• INSTRUÇÕES DA TAREFA: Segundo a entrevista, em quais provas Isabella Costa foi aprovada em 2004?

A segunda entrevista da série do Jornal Pelicano, foi realizada com 2º Oficial de Náutica (2ON) Isabella Costa. Pernambucana de 30 anos, oriunda do Centro de Instrução Braz de Aguiar (CIABA), da Turma de 2007, Isabella é um belo exemplo de mulher bem sucedida, e de como são vastos os ramos de atuação profissional de um oficial de marinha mercante. Advogada, com especialização em Direito Marítimo, nesta entrevista, conta um pouco de sua história e carreira e carreira marítima, além das possibilidades de se trabalhar em terra.

Jornal Pelicano – O que te influenciou a ingressar na Marinha Mercante?

Isabella Costa – Eu Iniciei um cursinho quando terminei o 3° ano do ensino médio, porque queria fazer concursos militares. Então fiz a prova do ITA, da EFOMM e EEAr, passei nas duas últimas em 2004. Na minha época o teste psicológico tinha que ser feito em Belém, eu resido em Recife, então tive que me direcionar pra fazer o teste no CIABA,  quando cheguei lá, me encantei pela Escola. E foi assim que eu tive uma noção de como era o trabalho a bordo de navios, porque até então, eu não sabia que havia brasileiros trabalhando em cargueiros.

Registros
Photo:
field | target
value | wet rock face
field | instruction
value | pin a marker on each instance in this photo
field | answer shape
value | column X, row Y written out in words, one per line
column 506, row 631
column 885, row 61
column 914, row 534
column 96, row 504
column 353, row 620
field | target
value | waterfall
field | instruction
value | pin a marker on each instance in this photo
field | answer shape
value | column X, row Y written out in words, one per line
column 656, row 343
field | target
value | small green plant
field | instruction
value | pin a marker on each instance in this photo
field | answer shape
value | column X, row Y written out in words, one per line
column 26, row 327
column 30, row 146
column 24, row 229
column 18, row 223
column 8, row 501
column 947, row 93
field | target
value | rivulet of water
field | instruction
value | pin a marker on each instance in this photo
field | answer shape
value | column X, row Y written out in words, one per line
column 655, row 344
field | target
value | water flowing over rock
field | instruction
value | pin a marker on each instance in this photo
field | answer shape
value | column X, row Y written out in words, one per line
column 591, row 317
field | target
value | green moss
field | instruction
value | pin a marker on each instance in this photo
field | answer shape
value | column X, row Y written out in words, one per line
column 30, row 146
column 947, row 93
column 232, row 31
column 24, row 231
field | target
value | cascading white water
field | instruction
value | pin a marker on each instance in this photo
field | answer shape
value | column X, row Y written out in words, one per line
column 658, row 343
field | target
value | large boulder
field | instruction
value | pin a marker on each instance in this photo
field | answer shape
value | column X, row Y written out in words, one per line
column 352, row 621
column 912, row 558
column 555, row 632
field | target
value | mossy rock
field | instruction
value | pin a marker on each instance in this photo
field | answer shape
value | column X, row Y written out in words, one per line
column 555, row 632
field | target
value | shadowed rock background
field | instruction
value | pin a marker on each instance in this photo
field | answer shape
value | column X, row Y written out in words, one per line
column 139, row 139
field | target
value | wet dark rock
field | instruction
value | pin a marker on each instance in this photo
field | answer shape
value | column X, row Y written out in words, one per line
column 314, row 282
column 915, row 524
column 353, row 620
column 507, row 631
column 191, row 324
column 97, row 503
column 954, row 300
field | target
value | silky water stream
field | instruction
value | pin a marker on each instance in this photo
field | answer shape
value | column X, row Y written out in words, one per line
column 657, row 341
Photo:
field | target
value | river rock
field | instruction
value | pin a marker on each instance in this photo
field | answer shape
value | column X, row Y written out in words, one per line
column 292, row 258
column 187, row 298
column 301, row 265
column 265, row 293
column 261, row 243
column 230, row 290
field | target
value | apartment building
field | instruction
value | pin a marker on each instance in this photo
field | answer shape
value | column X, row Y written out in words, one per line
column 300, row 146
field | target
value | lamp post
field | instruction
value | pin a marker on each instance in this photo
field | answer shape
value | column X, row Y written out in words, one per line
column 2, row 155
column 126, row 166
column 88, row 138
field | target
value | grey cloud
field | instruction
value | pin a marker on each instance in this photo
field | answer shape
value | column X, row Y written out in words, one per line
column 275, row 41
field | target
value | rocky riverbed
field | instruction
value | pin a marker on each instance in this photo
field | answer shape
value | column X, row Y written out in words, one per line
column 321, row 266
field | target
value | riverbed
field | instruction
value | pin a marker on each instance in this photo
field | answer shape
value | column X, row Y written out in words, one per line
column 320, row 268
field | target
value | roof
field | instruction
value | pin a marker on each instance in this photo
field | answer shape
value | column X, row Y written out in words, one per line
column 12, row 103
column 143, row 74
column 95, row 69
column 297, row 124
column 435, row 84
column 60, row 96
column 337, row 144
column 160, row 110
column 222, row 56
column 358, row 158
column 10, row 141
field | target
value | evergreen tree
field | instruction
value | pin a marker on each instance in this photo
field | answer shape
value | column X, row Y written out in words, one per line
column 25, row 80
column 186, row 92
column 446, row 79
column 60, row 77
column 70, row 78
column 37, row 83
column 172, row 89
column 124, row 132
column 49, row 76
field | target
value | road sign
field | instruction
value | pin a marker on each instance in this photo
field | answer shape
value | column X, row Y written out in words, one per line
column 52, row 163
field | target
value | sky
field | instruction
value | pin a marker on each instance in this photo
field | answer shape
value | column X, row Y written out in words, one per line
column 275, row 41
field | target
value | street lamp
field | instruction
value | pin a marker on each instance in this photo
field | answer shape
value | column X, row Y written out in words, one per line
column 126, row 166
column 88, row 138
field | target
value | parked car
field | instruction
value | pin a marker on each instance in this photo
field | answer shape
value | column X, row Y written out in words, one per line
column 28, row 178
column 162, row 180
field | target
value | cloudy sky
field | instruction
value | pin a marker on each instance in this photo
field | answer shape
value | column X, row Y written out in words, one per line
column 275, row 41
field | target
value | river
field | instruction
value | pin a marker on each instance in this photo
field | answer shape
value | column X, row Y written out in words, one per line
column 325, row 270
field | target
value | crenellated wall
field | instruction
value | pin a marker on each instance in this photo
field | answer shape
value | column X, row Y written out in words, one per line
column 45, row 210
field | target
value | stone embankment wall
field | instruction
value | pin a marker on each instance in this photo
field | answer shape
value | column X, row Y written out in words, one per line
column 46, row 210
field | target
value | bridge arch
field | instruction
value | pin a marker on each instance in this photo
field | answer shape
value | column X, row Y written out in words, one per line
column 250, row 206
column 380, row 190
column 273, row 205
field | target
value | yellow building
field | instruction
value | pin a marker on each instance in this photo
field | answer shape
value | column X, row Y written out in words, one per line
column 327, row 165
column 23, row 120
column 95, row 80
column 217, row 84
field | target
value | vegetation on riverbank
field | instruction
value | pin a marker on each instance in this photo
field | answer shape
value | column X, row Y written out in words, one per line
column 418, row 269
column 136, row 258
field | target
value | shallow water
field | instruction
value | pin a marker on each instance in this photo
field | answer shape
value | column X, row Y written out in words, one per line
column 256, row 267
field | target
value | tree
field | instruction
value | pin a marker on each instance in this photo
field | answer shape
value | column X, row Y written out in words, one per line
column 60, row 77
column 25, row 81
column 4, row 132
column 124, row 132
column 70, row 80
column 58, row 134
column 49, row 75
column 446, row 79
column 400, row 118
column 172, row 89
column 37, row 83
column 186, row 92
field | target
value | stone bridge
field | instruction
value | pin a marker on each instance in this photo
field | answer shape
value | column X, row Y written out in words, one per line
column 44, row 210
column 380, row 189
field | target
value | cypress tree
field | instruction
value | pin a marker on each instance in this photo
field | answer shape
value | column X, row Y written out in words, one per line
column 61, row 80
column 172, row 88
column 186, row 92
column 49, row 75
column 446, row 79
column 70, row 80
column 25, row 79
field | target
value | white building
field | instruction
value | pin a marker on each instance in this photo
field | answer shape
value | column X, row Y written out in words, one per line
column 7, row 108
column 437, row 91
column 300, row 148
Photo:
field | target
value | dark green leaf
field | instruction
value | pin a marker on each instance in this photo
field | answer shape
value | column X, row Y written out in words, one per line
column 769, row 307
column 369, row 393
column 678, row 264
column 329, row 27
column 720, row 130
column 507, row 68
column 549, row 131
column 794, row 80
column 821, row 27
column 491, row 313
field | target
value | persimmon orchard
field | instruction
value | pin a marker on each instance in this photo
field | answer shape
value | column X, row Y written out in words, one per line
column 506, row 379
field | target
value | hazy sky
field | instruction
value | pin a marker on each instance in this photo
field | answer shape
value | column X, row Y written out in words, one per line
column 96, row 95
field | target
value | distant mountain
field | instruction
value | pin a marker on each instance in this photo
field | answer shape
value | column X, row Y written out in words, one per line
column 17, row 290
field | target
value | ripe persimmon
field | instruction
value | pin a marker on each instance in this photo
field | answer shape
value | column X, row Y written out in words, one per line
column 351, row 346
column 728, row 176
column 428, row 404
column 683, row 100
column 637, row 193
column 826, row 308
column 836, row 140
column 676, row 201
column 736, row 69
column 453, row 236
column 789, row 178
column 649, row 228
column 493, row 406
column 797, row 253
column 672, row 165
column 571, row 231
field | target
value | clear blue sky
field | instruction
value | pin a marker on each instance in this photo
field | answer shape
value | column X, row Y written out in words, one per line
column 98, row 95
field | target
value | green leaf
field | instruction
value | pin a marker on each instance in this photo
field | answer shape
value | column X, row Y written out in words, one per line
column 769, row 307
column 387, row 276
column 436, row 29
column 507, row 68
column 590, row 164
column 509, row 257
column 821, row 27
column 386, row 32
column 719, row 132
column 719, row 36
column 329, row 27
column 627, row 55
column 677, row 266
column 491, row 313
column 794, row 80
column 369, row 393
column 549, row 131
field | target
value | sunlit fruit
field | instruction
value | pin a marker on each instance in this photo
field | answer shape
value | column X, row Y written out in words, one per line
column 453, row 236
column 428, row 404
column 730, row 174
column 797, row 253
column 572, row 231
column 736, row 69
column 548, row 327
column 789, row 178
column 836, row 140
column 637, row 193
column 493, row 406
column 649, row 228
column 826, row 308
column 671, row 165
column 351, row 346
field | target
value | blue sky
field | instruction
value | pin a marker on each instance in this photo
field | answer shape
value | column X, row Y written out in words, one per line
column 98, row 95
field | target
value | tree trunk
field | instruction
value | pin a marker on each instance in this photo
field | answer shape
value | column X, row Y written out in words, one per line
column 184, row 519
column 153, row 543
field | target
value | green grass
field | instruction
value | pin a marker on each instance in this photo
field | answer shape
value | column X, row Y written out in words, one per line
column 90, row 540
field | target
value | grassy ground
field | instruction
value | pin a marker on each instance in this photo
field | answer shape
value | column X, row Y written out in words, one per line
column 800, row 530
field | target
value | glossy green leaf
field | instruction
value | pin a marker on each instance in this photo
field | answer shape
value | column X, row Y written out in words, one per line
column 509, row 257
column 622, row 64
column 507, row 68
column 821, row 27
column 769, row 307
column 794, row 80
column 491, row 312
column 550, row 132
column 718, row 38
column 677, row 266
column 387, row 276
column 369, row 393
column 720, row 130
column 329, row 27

• RESPOSTA ESCRITA: Ela foi aprovada nas provas da EFOMM e da EEAr.